Using the data below, return every line that holds the word "ring".

_SUPPLIED DATA_
§ §

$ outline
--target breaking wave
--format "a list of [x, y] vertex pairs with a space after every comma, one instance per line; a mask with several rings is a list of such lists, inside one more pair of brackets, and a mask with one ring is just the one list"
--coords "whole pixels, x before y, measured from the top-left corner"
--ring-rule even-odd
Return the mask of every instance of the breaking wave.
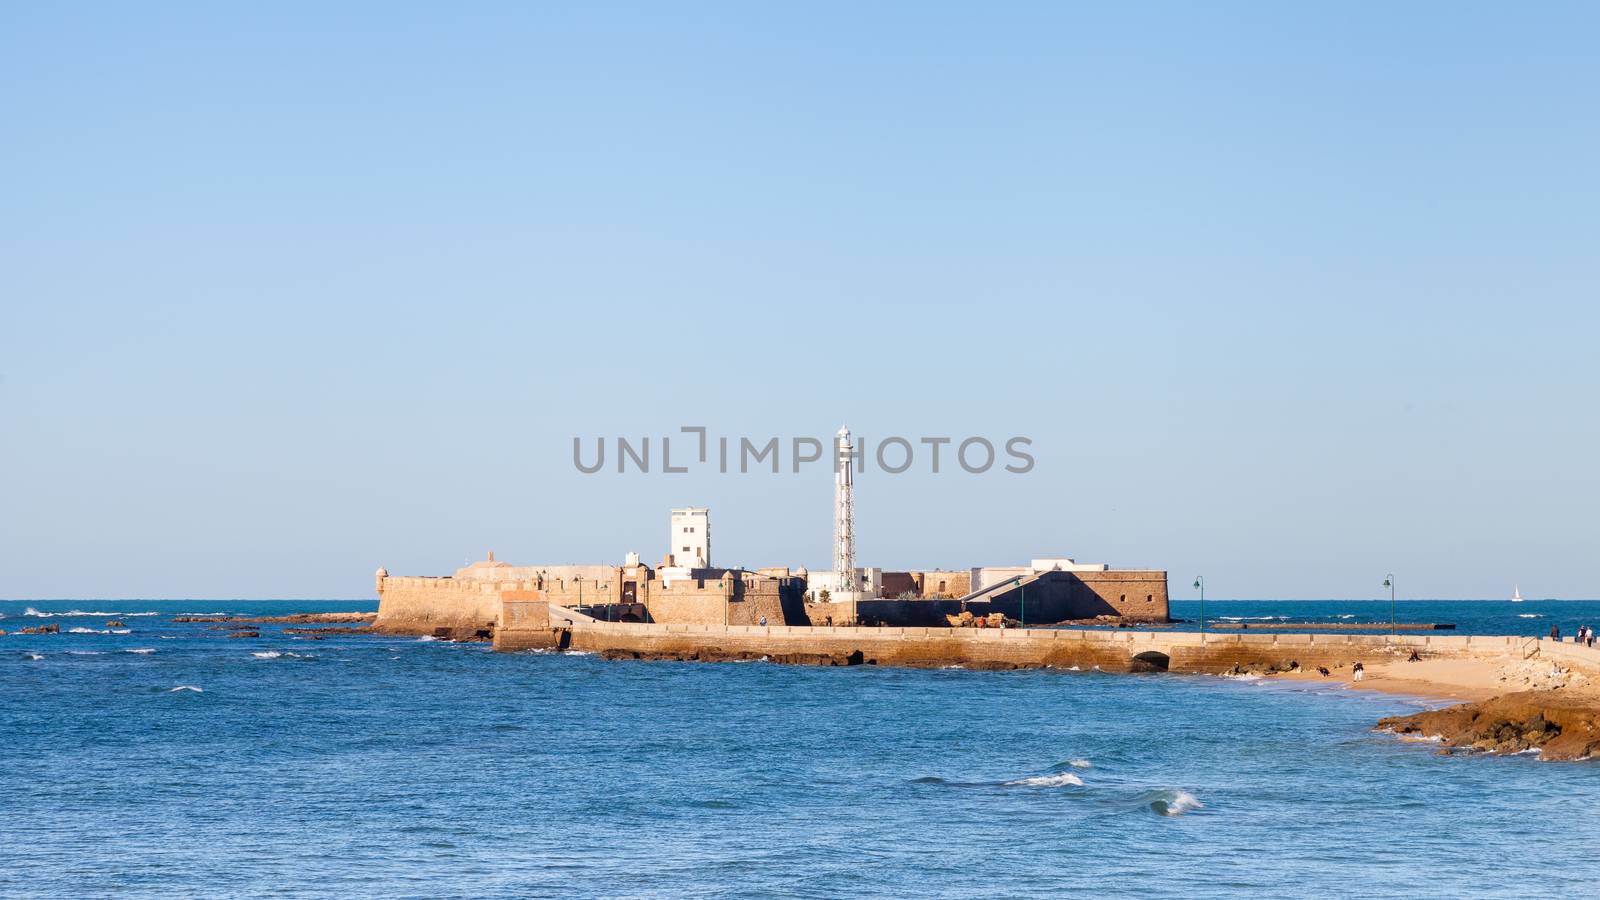
[[197, 688], [192, 684], [180, 684], [177, 687], [173, 688], [172, 690], [167, 691], [167, 693], [176, 694], [179, 691], [194, 691], [196, 694], [204, 694], [205, 693], [205, 690], [203, 690], [202, 688]]
[[283, 654], [276, 650], [263, 650], [260, 653], [252, 653], [250, 655], [254, 656], [256, 659], [277, 659]]
[[1060, 772], [1055, 775], [1035, 775], [1032, 778], [1018, 778], [1016, 781], [1006, 782], [1006, 787], [1066, 787], [1067, 785], [1082, 786], [1083, 779], [1071, 772]]
[[1139, 798], [1158, 816], [1181, 816], [1191, 809], [1204, 809], [1200, 798], [1188, 791], [1151, 791]]
[[1542, 619], [1542, 618], [1544, 618], [1544, 614], [1543, 613], [1517, 613], [1517, 618], [1519, 618], [1519, 619]]
[[1067, 765], [1073, 767], [1074, 769], [1087, 769], [1093, 765], [1093, 763], [1089, 762], [1087, 759], [1069, 759], [1067, 760]]
[[26, 659], [44, 659], [43, 653], [24, 653], [22, 655]]
[[73, 656], [104, 656], [99, 650], [68, 650]]
[[134, 647], [131, 650], [124, 650], [122, 652], [123, 653], [154, 653], [154, 652], [156, 652], [156, 648], [154, 648], [154, 647]]
[[67, 618], [72, 618], [74, 616], [78, 616], [78, 617], [94, 617], [94, 618], [101, 618], [101, 617], [112, 618], [112, 617], [115, 617], [115, 618], [119, 618], [119, 619], [126, 619], [126, 618], [130, 618], [132, 616], [159, 616], [159, 615], [161, 615], [161, 613], [158, 613], [158, 612], [98, 612], [98, 611], [92, 610], [92, 609], [89, 609], [89, 610], [85, 610], [85, 609], [69, 609], [66, 612], [40, 612], [40, 611], [38, 611], [37, 609], [34, 609], [31, 606], [28, 607], [27, 609], [23, 610], [22, 614], [25, 615], [25, 616], [33, 616], [36, 619], [67, 619]]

§ §

_RESULT FOR THIS TASK_
--format "a list of [x, y] vertex pairs with a space after every comma, one instance per line; a mask with several rings is a list of such lists, inside one more pair of brackets, and a mask with one ring is just the one list"
--ring-rule even-odd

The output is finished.